**Instruction**. Copy out the complete listing, word for word.
>> Begin Extracted records
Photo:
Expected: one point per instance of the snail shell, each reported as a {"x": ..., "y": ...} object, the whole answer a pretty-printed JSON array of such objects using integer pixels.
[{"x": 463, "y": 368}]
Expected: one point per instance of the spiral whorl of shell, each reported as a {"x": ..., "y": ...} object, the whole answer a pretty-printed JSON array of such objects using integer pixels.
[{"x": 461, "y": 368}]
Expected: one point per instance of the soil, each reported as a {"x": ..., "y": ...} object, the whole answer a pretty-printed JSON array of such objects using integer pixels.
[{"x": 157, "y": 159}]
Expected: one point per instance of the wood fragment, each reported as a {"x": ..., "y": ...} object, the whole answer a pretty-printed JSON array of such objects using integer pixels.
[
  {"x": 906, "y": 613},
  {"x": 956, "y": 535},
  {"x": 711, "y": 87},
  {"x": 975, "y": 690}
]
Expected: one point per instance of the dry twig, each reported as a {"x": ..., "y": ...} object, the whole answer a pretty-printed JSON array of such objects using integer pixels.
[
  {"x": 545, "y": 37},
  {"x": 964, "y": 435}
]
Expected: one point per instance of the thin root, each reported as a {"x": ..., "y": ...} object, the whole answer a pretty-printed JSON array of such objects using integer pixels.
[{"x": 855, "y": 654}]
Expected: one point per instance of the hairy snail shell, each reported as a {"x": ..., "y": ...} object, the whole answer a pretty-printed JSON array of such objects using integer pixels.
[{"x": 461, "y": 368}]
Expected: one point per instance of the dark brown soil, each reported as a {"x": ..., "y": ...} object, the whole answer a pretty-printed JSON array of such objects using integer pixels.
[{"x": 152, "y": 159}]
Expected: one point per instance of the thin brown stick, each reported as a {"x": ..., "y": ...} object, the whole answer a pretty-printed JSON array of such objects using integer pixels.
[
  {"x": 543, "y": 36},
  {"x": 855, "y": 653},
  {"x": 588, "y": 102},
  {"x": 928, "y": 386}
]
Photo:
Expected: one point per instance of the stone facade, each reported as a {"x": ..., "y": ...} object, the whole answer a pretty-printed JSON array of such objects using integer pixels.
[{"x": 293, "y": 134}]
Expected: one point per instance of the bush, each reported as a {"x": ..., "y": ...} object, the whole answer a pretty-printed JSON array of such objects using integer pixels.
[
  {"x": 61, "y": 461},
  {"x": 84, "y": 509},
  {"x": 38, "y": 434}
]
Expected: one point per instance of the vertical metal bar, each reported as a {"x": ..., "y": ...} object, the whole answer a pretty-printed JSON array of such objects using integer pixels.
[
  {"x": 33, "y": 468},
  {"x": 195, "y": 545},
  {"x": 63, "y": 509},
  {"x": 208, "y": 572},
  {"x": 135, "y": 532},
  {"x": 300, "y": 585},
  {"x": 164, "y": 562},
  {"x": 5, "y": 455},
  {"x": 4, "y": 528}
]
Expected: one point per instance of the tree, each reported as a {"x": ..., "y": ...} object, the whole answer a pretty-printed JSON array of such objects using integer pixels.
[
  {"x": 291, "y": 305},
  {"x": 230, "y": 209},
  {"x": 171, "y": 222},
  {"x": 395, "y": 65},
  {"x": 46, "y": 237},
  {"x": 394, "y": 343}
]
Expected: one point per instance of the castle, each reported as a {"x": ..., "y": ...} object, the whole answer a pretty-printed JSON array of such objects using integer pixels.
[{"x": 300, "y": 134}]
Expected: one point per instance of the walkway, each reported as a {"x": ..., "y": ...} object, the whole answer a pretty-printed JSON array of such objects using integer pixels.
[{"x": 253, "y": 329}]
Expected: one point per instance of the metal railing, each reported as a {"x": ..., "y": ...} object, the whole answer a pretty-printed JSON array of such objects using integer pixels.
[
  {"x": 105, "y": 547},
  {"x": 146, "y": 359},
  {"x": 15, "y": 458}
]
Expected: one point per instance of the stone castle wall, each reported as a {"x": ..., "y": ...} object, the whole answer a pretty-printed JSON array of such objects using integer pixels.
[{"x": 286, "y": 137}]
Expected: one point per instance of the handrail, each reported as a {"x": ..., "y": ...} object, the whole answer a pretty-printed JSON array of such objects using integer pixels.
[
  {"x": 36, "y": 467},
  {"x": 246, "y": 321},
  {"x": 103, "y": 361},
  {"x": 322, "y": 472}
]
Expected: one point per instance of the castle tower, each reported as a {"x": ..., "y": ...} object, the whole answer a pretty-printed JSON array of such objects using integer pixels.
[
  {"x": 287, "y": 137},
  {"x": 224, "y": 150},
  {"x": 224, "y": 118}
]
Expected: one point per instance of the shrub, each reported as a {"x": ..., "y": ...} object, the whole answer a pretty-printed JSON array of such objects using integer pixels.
>> End Extracted records
**Exercise solution**.
Photo:
Expected: one point per instance of the snail shell, each reported as a {"x": ..., "y": ...} object, the whole answer a pretty-printed JSON array of such objects using integer pixels.
[{"x": 463, "y": 368}]
Expected: one point per instance of the spiral whorl of shell, each reported as a {"x": ..., "y": ...} object, the whole answer a pretty-printed JSON array of such objects using integer pixels.
[{"x": 461, "y": 368}]
Expected: one point per instance of the soil, each reported as a {"x": ..., "y": ...} object, the whole answer a pretty-printed JSON array of such objects using integer pixels.
[{"x": 157, "y": 159}]
Expected: one point per instance of the wood fragment, each reported as a {"x": ..., "y": ...} object, the whole answer a pretty-printed JSON array of such objects using integer pixels.
[
  {"x": 906, "y": 613},
  {"x": 956, "y": 535},
  {"x": 711, "y": 87},
  {"x": 975, "y": 690}
]
Expected: one point per instance of the dry twig, each reported as a {"x": ..., "y": ...} object, the whole answer a pretty-printed JSON array of such objects using integer pixels.
[
  {"x": 545, "y": 37},
  {"x": 964, "y": 435}
]
Expected: one point per instance of the thin root, each reported as a {"x": ..., "y": ...} object, the whole answer a pretty-printed JSON array of such objects using integer pixels.
[{"x": 855, "y": 654}]
Expected: one point per instance of the hairy snail shell, each reported as a {"x": ..., "y": ...} object, the whole answer a pretty-printed JSON array of such objects using integer pixels.
[{"x": 461, "y": 368}]
Expected: one point per instance of the dark brown soil, each reported as a {"x": ..., "y": ...} object, the whole answer a pretty-printed JSON array of such objects using integer pixels.
[{"x": 152, "y": 159}]
Expected: one point per instance of the thin brown stick, each reported as a {"x": ..., "y": ...} object, the whole answer a pretty-printed JSON array of such objects using integer pixels.
[
  {"x": 543, "y": 36},
  {"x": 855, "y": 653},
  {"x": 588, "y": 102},
  {"x": 928, "y": 386}
]
Photo:
Expected: one point per instance of the stone facade, each reported as a {"x": ..., "y": ...} object, the whole answer a pretty-printed JSON array of such objects using integer pixels.
[{"x": 293, "y": 134}]
Expected: one point per instance of the bush, each reported as a {"x": ..., "y": ...} object, the whole answer a pretty-printed JSON array of such objects using integer pixels.
[
  {"x": 61, "y": 461},
  {"x": 84, "y": 509},
  {"x": 38, "y": 434}
]
Expected: one point per instance of the vertical metal bar, each reported as a {"x": ..., "y": ...} object, the whole answer a pretty-printed JSON array of such objects using integer pixels.
[
  {"x": 33, "y": 468},
  {"x": 195, "y": 545},
  {"x": 63, "y": 509},
  {"x": 208, "y": 572},
  {"x": 135, "y": 532},
  {"x": 300, "y": 585},
  {"x": 164, "y": 562},
  {"x": 5, "y": 455},
  {"x": 4, "y": 528}
]
Expected: one point per instance of the tree, each reported as a {"x": ..., "y": ...} object, the whole answer a pretty-printed JSON array of such objects using integer pixels.
[
  {"x": 291, "y": 305},
  {"x": 230, "y": 209},
  {"x": 171, "y": 222},
  {"x": 395, "y": 65},
  {"x": 46, "y": 237},
  {"x": 394, "y": 343}
]
Expected: one point per instance of the castle, each reported as a {"x": ..., "y": ...} object, the whole answer a pretty-printed JSON array of such objects using integer pixels.
[{"x": 300, "y": 134}]
Expected: one point per instance of the walkway, each reported as a {"x": ..., "y": ...} object, the whole answer a pretty-printed JSON array of such objects using integer pixels.
[{"x": 253, "y": 329}]
Expected: one point per instance of the metal railing, each reported as a {"x": ..., "y": ...} object, the whole answer a pretty-printed JSON array of such objects using integer pixels.
[
  {"x": 105, "y": 547},
  {"x": 146, "y": 359},
  {"x": 15, "y": 458}
]
Expected: one point per instance of the stone castle wall, each reported as a {"x": ..., "y": ...} object, the whole answer a pretty-printed JSON array of such objects using integer pixels.
[{"x": 286, "y": 137}]
Expected: one point per instance of the handrail, each reported as a {"x": ..., "y": ...} object, the whole answer a pretty-printed JSON array of such objects using integer pixels.
[
  {"x": 36, "y": 467},
  {"x": 246, "y": 321},
  {"x": 103, "y": 361},
  {"x": 322, "y": 472}
]
Expected: one point per instance of the castle tower, each reported as a {"x": ..., "y": ...} object, the whole answer a pretty-printed JSON array of such objects using integer pixels.
[
  {"x": 287, "y": 137},
  {"x": 224, "y": 150},
  {"x": 224, "y": 118}
]
Expected: one point per instance of the shrub, each reported as a {"x": ..., "y": ...} object, the whole answer a pretty-printed JSON array of such objects using integer pixels.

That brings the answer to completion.